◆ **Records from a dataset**
[Start of section]
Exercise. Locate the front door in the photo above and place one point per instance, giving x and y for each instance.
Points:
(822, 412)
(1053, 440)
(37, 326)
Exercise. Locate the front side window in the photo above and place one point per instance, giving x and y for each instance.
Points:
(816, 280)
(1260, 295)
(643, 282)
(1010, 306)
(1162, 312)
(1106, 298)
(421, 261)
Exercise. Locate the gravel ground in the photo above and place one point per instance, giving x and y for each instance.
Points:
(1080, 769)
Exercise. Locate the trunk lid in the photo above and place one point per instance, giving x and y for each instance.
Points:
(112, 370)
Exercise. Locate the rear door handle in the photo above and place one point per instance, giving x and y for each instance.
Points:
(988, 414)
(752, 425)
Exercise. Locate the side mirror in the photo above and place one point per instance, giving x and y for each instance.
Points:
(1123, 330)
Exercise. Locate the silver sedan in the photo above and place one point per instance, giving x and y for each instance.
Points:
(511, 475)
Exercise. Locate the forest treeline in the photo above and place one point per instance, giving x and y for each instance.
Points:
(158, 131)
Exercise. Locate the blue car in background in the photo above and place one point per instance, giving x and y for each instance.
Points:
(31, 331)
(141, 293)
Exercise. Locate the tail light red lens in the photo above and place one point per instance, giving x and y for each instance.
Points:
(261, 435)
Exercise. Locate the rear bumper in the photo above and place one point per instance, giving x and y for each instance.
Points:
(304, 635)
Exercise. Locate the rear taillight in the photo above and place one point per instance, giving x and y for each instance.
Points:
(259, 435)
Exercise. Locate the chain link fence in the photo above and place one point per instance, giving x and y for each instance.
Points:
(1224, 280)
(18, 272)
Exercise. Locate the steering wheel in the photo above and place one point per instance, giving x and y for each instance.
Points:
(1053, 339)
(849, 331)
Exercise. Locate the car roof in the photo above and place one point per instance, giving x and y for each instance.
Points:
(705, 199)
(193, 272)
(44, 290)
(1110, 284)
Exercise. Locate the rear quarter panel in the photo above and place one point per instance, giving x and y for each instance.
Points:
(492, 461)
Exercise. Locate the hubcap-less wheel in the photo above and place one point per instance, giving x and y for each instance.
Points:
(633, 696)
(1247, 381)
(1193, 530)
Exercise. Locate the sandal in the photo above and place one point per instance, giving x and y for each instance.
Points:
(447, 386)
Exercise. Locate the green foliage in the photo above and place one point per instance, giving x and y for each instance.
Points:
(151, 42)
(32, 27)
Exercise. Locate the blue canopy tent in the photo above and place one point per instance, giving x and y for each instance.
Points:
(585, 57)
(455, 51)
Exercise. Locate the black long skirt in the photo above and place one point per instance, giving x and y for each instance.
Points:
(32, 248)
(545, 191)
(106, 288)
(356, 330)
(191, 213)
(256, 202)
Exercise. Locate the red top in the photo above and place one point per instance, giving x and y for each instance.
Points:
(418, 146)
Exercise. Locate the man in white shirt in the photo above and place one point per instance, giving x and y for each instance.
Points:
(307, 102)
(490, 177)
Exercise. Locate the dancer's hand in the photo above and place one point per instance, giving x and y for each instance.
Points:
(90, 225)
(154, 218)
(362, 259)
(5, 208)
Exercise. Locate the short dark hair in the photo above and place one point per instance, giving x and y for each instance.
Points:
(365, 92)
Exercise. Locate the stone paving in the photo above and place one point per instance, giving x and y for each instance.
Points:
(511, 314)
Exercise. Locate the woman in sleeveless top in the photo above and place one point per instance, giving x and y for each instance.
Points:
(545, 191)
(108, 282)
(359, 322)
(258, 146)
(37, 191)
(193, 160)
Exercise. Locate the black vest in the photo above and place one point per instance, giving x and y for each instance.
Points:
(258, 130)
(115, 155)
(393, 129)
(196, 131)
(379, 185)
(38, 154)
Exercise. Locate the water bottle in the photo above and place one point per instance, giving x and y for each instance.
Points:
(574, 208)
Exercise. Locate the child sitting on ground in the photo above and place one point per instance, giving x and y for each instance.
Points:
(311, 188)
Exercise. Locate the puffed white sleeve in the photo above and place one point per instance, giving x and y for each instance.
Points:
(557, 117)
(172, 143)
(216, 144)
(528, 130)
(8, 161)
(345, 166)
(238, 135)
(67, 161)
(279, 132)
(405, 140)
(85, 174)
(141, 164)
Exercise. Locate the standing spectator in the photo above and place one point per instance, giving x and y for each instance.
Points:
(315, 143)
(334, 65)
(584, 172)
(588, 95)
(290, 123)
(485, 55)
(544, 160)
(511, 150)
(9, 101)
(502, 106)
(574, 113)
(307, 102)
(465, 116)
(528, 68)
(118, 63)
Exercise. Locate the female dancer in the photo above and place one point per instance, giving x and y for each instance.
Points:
[End of section]
◆ **What you need to do**
Tally the lines in the data that contain the string "side". Report only the total.

◆ **Answer to the problem**
2